··· DATASET RECORDS

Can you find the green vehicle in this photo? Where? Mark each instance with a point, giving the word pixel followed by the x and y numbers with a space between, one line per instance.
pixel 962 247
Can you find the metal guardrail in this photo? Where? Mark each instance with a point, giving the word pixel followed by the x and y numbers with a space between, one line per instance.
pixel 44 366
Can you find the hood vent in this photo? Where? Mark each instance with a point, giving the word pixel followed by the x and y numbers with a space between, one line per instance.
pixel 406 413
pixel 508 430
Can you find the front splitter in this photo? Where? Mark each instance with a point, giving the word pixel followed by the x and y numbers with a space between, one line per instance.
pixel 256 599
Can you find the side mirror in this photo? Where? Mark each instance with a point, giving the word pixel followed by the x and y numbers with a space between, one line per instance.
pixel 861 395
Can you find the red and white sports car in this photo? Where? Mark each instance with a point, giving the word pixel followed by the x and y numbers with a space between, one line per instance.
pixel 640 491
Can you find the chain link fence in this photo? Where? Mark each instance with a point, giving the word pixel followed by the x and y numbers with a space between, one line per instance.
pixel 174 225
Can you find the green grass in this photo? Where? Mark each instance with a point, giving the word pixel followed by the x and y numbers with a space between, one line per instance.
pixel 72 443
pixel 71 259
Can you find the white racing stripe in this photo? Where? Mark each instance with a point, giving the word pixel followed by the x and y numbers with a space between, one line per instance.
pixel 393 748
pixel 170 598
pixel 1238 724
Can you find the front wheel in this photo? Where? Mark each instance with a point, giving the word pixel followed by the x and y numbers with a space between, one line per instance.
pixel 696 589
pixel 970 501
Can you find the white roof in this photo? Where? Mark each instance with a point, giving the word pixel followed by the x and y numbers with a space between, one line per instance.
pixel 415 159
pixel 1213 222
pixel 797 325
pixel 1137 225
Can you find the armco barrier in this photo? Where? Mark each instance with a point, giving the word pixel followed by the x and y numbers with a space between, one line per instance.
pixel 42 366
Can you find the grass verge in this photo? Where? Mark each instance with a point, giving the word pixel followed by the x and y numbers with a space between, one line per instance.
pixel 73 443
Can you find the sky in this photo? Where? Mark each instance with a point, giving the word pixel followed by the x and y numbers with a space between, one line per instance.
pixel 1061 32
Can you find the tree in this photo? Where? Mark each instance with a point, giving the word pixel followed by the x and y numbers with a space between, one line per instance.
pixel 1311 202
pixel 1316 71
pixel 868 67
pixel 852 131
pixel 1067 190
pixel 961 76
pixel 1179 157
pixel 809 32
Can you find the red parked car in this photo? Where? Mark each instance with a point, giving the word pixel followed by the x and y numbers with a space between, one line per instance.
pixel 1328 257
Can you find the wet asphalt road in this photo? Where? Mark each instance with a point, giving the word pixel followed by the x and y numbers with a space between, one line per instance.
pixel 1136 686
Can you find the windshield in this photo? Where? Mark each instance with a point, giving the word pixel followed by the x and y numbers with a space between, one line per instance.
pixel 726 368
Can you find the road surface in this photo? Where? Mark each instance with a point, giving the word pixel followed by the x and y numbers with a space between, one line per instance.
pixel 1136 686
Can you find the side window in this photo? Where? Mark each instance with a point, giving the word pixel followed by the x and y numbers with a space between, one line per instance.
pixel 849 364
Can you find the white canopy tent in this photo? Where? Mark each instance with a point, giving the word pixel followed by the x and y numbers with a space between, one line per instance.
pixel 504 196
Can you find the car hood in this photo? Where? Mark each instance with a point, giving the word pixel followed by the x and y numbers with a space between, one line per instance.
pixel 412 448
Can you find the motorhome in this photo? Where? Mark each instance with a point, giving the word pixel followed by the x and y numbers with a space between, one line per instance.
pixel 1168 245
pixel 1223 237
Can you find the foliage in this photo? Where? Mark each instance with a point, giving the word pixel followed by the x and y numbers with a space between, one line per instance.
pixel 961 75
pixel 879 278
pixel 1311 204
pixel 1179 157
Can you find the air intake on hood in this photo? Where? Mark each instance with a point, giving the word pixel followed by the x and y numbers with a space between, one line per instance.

······
··· DATASET RECORDS

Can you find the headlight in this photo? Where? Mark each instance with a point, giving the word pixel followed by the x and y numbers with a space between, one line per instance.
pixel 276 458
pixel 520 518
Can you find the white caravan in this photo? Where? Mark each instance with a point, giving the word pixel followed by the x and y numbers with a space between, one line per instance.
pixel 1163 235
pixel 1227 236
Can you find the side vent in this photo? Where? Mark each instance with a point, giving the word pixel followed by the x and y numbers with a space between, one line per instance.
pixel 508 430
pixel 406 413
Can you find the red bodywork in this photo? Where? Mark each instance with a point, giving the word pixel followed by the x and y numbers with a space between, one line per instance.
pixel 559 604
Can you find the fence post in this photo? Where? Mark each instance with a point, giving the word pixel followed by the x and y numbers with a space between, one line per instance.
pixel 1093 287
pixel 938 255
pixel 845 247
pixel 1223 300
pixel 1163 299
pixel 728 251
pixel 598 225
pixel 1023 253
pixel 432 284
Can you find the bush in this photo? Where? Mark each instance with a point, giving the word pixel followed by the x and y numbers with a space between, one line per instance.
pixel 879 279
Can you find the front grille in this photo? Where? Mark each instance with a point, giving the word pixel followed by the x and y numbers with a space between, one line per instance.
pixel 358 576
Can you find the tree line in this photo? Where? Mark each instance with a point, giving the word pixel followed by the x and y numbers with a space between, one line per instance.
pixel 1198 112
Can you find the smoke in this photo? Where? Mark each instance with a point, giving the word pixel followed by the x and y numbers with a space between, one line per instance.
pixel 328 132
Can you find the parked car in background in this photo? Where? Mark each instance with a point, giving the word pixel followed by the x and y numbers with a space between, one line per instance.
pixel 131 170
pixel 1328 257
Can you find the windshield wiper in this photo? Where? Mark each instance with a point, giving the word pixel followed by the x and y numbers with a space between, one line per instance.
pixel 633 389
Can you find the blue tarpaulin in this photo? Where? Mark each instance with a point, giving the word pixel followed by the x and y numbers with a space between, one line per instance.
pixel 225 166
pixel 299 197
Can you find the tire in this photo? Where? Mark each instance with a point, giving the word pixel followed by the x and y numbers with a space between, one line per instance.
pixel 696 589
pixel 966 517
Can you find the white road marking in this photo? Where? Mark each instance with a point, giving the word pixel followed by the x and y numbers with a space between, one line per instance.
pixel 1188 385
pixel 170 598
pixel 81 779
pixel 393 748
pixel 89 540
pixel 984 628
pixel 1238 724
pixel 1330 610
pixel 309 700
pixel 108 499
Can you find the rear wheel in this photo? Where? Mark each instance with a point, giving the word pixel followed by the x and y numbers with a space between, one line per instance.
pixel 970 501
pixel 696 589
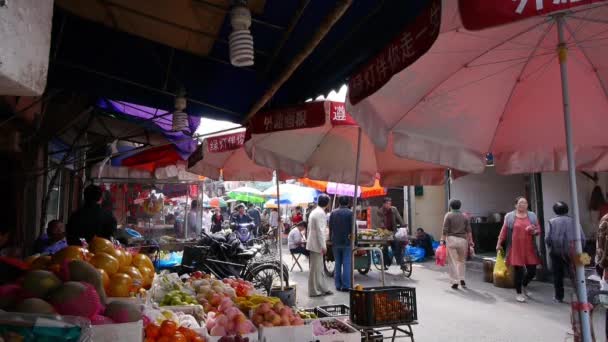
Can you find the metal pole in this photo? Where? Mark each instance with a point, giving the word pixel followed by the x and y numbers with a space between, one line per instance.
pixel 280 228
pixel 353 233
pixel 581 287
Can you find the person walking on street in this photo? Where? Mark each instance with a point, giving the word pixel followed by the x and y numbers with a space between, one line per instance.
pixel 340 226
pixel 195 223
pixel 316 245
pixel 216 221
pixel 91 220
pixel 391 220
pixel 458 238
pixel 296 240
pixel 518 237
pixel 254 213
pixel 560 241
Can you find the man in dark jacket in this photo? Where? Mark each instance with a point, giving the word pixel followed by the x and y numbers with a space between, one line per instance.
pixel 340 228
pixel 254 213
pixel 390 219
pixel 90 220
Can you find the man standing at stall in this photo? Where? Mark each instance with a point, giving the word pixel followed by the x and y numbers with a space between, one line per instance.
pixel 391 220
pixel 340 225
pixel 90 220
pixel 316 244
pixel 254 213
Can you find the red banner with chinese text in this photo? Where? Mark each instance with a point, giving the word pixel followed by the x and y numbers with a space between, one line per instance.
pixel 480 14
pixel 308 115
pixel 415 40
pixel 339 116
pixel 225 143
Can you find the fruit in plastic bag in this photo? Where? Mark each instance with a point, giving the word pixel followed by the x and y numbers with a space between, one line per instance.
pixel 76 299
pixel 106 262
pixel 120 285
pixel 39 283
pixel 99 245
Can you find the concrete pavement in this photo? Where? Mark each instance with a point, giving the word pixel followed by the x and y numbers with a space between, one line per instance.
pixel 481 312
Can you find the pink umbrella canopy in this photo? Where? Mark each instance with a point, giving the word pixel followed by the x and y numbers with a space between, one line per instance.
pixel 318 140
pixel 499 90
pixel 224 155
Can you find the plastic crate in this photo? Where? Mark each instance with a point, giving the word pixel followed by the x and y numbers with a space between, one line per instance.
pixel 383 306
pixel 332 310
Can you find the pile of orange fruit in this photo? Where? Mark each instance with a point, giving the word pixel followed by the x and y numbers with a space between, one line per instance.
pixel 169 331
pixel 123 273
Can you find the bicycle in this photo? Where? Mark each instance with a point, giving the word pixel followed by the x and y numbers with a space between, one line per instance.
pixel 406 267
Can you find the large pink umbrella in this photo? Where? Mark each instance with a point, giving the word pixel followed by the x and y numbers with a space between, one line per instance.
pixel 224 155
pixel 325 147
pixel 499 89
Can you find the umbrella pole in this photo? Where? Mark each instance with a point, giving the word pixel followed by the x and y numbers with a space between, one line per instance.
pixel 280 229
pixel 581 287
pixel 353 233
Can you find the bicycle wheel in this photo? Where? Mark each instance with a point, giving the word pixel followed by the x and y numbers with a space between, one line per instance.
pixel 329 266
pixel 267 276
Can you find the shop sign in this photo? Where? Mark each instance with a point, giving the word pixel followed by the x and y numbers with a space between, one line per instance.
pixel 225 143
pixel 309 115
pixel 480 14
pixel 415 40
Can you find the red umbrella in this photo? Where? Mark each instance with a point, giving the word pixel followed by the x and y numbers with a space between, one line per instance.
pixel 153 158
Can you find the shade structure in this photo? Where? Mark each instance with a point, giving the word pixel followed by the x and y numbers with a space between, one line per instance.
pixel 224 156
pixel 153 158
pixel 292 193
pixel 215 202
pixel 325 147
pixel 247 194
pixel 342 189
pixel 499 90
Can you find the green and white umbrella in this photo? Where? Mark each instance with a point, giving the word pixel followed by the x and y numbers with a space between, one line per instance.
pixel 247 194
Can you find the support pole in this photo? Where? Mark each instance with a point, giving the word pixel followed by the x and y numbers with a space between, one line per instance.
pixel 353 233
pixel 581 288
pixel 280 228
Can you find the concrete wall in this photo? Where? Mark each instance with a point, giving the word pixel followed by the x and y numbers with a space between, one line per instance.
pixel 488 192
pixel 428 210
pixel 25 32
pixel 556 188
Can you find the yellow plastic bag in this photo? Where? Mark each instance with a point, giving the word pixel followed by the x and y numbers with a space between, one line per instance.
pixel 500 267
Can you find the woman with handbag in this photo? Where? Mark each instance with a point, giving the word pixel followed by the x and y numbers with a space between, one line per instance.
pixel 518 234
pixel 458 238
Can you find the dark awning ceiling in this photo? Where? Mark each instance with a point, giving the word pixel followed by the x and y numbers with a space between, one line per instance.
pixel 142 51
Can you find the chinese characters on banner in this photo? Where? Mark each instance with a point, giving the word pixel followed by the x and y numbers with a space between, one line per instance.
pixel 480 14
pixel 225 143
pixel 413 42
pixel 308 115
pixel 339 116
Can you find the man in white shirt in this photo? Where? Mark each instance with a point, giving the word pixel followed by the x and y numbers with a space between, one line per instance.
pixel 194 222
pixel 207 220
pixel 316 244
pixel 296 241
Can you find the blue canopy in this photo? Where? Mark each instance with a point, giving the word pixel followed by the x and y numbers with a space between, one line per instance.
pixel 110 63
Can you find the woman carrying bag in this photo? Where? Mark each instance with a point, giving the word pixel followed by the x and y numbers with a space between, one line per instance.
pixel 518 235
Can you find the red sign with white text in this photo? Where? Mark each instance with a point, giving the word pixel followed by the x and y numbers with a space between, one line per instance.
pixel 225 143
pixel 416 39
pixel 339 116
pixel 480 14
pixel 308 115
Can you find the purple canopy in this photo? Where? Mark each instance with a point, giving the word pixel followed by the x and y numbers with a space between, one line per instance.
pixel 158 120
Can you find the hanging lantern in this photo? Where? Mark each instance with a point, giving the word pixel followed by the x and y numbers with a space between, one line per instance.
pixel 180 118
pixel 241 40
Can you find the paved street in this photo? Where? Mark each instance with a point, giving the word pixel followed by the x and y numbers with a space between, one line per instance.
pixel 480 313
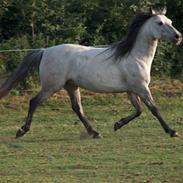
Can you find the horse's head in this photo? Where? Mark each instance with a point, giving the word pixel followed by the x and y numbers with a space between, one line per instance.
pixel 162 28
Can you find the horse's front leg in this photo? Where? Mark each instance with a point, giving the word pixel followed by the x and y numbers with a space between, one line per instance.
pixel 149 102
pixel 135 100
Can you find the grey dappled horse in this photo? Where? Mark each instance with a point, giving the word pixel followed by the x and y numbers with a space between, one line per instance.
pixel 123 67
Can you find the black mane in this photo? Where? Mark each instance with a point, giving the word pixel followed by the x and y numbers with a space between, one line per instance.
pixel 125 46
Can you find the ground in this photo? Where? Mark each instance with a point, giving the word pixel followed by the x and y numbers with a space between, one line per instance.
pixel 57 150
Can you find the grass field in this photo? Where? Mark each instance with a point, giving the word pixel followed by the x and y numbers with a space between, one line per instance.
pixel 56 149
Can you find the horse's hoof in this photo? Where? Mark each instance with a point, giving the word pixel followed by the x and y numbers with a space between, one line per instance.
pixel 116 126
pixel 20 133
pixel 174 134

······

** AIM OF THE EXERCISE **
Copy the lines above exactly, beginning at the line that has "Can you find the car" and stopping after the line that has "Can you find the air", and omit the rest.

** EXPECTED OUTPUT **
Can you find the car hood in this photo? Where? Mark each instance with a point, giving the word pixel followed by the x and y numbers with a space between, one line per instance.
pixel 412 448
Can you find the motorhome in this photo? Where? Mark each instance with a point, giving the word pixel followed by the x and y numbers with a space between, one line per instance.
pixel 1168 245
pixel 1223 237
Can you find the foliage in this photo? Where? Mark each instance with a point, giving the word pixel followed by the x and y numbers with a space between, one line per instance.
pixel 961 75
pixel 879 278
pixel 1311 204
pixel 1179 157
Can you find the air intake on hood in this photo? Where? Mark each instance with a point, giving the word pixel followed by the x and y numbers with a space between, one line per instance.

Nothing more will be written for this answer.